**Task details**
Filter the listing below down to the lines containing the word "instance".

**Extracted material**
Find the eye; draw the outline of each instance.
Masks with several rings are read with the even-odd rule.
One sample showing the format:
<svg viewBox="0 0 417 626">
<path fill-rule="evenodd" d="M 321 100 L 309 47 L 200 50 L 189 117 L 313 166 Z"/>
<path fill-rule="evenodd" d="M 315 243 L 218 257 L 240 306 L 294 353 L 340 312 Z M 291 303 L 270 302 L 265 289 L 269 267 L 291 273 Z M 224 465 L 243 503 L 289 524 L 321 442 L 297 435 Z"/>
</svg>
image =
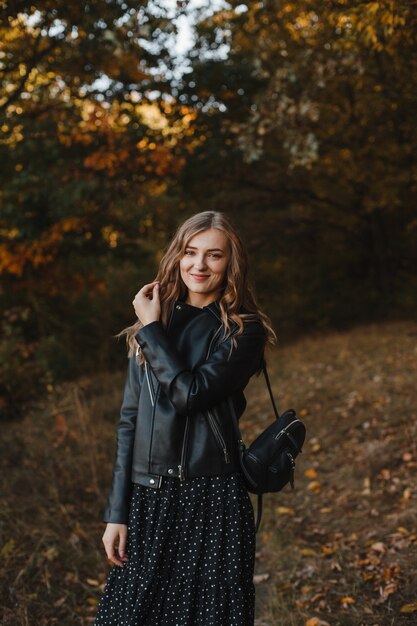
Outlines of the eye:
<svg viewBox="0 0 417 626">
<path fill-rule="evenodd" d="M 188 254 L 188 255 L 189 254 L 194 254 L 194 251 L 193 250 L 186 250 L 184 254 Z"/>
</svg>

==

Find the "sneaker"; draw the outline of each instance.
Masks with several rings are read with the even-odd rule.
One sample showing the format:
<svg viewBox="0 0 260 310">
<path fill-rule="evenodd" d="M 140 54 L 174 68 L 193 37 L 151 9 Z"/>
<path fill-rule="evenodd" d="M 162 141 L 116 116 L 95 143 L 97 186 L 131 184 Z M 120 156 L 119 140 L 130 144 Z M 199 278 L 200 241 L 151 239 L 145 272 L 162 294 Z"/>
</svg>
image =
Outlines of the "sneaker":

**Response to the exercise**
Find the eye; draw the outline of each instance.
Find the "sneaker"; draw the outline of each instance.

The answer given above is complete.